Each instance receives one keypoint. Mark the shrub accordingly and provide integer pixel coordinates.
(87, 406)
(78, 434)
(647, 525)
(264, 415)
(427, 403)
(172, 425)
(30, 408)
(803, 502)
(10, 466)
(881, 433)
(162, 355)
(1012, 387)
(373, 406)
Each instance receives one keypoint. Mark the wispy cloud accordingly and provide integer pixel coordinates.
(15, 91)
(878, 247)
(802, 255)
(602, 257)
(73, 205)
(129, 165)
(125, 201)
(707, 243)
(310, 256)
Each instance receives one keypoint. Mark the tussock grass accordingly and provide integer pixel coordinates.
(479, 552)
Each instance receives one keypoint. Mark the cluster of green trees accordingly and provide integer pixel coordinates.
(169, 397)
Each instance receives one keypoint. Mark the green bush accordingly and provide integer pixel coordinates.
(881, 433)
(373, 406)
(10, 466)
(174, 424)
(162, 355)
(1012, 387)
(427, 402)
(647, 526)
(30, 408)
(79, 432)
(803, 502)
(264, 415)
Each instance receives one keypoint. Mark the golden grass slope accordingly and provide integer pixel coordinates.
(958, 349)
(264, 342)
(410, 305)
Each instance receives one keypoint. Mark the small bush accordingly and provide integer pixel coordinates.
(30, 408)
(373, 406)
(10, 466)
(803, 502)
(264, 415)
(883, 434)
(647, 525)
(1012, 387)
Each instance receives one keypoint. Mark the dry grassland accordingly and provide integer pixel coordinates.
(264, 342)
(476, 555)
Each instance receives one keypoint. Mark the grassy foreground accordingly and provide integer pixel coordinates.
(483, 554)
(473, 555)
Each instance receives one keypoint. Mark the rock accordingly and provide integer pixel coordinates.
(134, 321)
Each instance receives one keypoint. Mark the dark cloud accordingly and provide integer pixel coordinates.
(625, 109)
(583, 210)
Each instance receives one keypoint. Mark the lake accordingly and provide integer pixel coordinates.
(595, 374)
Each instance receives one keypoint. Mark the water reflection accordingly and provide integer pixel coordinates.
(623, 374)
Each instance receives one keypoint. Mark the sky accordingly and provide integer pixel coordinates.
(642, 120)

__GIVEN REQUEST__. Extract the text of every entry above, reproducing each one verbatim and in its original order.

__TASK SOLUTION__.
Each instance receives one keypoint. Mark the shrub accordingly and provide integer pixel coordinates.
(87, 406)
(78, 434)
(647, 525)
(264, 415)
(427, 403)
(172, 425)
(30, 408)
(803, 502)
(10, 466)
(881, 433)
(162, 355)
(1012, 387)
(373, 406)
Each instance receives one keypoint. Mark the wispy cloud accordingly and provide integer pixel coordinates.
(15, 91)
(878, 247)
(802, 255)
(602, 257)
(73, 205)
(129, 165)
(125, 201)
(707, 243)
(310, 256)
Each instance receives one keypoint. Mark the tussock grass accordingly and provide integer pixel coordinates.
(479, 552)
Each instance receives one keypoint. Mark the cluster of green trees accordingly and provide integer pixel coordinates.
(169, 397)
Each instance receives one keypoint. Mark the green bush accordingly and provide integer pixel coordinates.
(881, 433)
(373, 406)
(10, 466)
(174, 424)
(162, 355)
(1012, 387)
(427, 402)
(647, 526)
(30, 408)
(79, 432)
(803, 502)
(264, 415)
Each instance receives one keypoint. Mark the golden grass slope accordingly and provide integer pixel coordinates.
(958, 349)
(264, 342)
(410, 305)
Each instance receives one keypoint. Mark the small bush accordingly and provide integer pixel coordinates.
(30, 408)
(373, 406)
(10, 466)
(803, 502)
(264, 415)
(883, 434)
(647, 525)
(1012, 387)
Each instance receives one keypoint. Mark the dry grassland accordingly and provide integer pixel coordinates.
(264, 342)
(476, 555)
Each instance receives one keypoint. Mark the grassy foreground accordingly and provide integer pixel coordinates.
(483, 554)
(473, 555)
Each instance receives one keypoint. Mark the rock accordingly and provide integer pixel coordinates.
(134, 321)
Each instance receives one keypoint. Mark the dark cloud accordingly and provide integer pixel coordinates.
(625, 109)
(583, 210)
Each instance receives one keypoint. Mark the lake accordingly and provide integer pixel coordinates.
(595, 374)
Each instance receives one keypoint. Mark the water reflection accordingly and provide integer pixel coordinates.
(623, 374)
Each instance receives one keypoint. Mark the sky accordingly and provide integer pixel coordinates.
(642, 120)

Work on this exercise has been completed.